** DATA follows **

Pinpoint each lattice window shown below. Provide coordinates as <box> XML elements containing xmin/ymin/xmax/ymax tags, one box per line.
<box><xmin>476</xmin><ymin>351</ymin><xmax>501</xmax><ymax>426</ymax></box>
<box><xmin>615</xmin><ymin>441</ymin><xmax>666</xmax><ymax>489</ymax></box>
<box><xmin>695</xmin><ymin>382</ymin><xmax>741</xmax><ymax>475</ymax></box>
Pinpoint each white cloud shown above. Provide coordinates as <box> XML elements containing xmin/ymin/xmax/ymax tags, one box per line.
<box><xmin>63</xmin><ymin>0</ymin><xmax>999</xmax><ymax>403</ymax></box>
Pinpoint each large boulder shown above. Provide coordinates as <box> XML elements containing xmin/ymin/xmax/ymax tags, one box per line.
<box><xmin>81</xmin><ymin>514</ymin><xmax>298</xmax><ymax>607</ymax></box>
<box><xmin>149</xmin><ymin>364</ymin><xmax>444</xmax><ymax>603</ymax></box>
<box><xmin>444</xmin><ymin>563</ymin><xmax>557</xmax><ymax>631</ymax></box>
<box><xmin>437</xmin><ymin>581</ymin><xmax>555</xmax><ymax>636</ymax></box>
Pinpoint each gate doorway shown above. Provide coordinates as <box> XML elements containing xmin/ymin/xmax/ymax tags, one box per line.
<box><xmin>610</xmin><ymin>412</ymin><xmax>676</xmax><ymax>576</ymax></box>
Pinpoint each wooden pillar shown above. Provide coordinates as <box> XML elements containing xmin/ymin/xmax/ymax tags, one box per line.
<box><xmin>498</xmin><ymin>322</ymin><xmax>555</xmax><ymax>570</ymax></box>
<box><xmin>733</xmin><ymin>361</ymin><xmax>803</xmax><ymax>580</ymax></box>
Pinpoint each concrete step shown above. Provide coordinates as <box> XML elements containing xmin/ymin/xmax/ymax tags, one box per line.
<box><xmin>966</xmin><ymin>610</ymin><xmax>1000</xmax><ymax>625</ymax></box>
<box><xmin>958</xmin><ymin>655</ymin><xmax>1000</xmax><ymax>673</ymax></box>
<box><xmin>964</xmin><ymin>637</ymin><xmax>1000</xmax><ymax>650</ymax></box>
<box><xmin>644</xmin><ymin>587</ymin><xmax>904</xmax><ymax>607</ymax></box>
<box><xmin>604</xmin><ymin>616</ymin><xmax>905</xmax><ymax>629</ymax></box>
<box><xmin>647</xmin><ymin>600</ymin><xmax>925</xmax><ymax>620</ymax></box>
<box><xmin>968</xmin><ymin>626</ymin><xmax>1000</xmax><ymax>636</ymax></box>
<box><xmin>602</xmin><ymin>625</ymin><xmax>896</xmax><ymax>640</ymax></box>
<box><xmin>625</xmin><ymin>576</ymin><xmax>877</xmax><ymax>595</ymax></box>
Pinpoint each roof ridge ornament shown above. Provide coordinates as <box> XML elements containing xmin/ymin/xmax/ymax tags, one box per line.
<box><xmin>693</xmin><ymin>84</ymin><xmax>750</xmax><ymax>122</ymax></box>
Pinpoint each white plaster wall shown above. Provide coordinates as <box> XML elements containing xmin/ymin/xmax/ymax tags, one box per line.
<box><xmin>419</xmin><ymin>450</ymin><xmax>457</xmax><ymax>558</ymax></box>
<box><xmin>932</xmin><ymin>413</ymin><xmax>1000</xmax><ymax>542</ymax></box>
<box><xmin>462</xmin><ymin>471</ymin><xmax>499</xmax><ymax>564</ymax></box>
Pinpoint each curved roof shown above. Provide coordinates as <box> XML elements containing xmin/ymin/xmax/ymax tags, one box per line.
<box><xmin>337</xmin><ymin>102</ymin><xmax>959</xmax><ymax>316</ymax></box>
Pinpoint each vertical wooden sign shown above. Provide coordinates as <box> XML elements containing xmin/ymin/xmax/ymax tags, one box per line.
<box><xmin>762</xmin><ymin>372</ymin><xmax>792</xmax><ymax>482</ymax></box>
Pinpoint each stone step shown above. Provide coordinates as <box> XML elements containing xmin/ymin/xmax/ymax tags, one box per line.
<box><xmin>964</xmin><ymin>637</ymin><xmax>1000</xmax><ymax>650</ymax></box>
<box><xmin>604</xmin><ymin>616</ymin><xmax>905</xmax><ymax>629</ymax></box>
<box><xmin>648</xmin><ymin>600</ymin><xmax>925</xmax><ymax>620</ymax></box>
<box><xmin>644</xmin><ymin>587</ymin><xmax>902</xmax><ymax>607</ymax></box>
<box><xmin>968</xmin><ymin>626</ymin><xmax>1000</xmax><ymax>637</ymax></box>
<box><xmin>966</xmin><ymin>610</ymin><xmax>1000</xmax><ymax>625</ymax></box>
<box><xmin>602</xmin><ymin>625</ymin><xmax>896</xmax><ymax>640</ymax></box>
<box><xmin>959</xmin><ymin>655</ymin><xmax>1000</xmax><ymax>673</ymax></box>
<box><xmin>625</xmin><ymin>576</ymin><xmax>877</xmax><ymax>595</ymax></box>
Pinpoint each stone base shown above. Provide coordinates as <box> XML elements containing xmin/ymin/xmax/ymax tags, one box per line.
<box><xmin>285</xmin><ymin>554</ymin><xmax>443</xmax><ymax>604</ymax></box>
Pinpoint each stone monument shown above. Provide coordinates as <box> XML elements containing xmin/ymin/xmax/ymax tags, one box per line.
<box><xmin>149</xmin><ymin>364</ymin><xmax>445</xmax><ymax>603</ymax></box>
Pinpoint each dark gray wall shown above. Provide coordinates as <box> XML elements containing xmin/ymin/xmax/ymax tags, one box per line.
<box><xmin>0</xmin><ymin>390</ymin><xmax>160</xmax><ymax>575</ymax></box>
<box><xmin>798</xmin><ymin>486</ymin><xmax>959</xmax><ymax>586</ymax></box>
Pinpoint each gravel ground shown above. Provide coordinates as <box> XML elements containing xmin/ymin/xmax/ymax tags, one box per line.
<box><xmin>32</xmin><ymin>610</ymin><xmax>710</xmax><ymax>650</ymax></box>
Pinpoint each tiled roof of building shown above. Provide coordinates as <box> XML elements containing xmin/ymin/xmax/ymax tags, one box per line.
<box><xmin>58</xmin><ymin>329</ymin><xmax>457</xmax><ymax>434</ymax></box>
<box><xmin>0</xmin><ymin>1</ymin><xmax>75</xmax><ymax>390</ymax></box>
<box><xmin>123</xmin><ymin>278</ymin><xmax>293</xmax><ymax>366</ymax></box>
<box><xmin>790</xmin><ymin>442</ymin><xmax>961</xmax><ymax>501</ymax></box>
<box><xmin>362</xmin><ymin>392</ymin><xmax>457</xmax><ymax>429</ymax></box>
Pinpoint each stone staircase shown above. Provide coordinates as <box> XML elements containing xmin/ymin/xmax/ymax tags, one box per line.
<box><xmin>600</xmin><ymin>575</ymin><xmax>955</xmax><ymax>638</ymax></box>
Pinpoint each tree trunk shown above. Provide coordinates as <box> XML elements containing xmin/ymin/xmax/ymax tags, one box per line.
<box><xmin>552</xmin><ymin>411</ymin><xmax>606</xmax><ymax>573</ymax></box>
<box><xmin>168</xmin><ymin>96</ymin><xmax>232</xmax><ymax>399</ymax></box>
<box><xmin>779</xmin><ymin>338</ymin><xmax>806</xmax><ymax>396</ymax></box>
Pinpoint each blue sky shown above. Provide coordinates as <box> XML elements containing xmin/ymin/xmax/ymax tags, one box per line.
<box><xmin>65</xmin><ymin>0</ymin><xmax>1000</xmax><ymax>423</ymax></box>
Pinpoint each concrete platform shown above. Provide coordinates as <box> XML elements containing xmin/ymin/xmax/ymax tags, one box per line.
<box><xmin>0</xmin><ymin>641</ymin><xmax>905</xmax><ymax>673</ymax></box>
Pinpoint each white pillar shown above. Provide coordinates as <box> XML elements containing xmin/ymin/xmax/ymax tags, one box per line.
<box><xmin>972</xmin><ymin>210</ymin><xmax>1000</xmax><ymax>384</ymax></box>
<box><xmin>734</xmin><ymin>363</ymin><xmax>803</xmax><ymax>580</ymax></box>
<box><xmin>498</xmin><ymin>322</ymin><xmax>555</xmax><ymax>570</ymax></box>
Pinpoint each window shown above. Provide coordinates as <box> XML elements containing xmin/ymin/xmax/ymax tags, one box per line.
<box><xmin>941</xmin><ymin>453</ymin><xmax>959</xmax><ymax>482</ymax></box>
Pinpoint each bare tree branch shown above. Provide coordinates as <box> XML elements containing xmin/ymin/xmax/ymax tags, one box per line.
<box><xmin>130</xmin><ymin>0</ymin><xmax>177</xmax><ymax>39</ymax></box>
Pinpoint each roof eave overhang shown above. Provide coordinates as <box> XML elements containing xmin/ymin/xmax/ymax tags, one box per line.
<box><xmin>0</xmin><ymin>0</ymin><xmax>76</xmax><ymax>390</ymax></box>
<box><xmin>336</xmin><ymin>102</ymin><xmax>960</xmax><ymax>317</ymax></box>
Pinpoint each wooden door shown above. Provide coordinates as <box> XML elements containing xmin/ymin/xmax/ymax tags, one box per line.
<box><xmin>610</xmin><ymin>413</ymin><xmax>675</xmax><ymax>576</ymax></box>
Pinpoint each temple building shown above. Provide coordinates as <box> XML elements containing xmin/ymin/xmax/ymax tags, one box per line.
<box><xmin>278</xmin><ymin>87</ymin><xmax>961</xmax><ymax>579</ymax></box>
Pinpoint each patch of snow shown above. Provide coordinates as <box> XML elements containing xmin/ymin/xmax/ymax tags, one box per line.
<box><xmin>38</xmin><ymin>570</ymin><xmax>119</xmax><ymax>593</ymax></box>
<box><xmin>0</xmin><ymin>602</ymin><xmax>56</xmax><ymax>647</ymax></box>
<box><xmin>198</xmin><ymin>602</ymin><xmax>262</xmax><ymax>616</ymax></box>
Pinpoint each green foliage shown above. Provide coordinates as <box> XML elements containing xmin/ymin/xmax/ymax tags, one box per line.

** End of DATA **

EXERCISE REQUIREMENTS |
Print nothing but the lines from the line with "Pinpoint each concrete platform" to the last line of the records above. Both of those lines count.

REPLY TO THE TASK |
Pinpoint each concrete platform shown above. Provide coordinates as <box> XML elements containing xmin/ymin/xmax/ymax tags, one box per line.
<box><xmin>0</xmin><ymin>641</ymin><xmax>905</xmax><ymax>673</ymax></box>
Pinpoint each white pillar shown above. Provide coordinates as <box> XML elements containing xmin/ymin/xmax/ymax tags, one box per line.
<box><xmin>972</xmin><ymin>210</ymin><xmax>1000</xmax><ymax>384</ymax></box>
<box><xmin>734</xmin><ymin>363</ymin><xmax>803</xmax><ymax>580</ymax></box>
<box><xmin>498</xmin><ymin>322</ymin><xmax>555</xmax><ymax>570</ymax></box>
Pinpoint each window shown above. Provide coordinates as <box> XML elements containing xmin/ymin/xmax/ymax tags, one box per line.
<box><xmin>941</xmin><ymin>453</ymin><xmax>959</xmax><ymax>482</ymax></box>
Pinpoint each bare tree branch shown above. Provide coordinates as <box> XML elements containing xmin/ymin/xmax/ymax tags, one box per line.
<box><xmin>130</xmin><ymin>0</ymin><xmax>177</xmax><ymax>39</ymax></box>
Pinpoint each roof eave overhang shown above. Provide coordinates as <box> XML elements containing xmin/ymin/xmax/ymax tags, one box per line.
<box><xmin>0</xmin><ymin>0</ymin><xmax>76</xmax><ymax>390</ymax></box>
<box><xmin>336</xmin><ymin>102</ymin><xmax>960</xmax><ymax>317</ymax></box>
Pinpoint each wooden door shown above. Provide coordinates as <box> XML elements containing xmin/ymin/xmax/ymax tags, one box per line.
<box><xmin>610</xmin><ymin>413</ymin><xmax>675</xmax><ymax>576</ymax></box>
Pinpoint each temple building shown above. Provide coordinates as <box> XML elements containing xmin/ymin/xmax/ymax tags, one box per line.
<box><xmin>278</xmin><ymin>87</ymin><xmax>961</xmax><ymax>579</ymax></box>
Pinpoint each patch of snow shown above. Provide coordinates as <box> XML elements containing xmin/ymin/xmax/ymax tags, one box per line.
<box><xmin>38</xmin><ymin>570</ymin><xmax>119</xmax><ymax>593</ymax></box>
<box><xmin>0</xmin><ymin>602</ymin><xmax>56</xmax><ymax>647</ymax></box>
<box><xmin>198</xmin><ymin>602</ymin><xmax>262</xmax><ymax>616</ymax></box>
Pinpoint each green foliage shown above. Provide coordinates as <box> XML elements containing xmin/ymin/xmax/ymax tags, one box per line.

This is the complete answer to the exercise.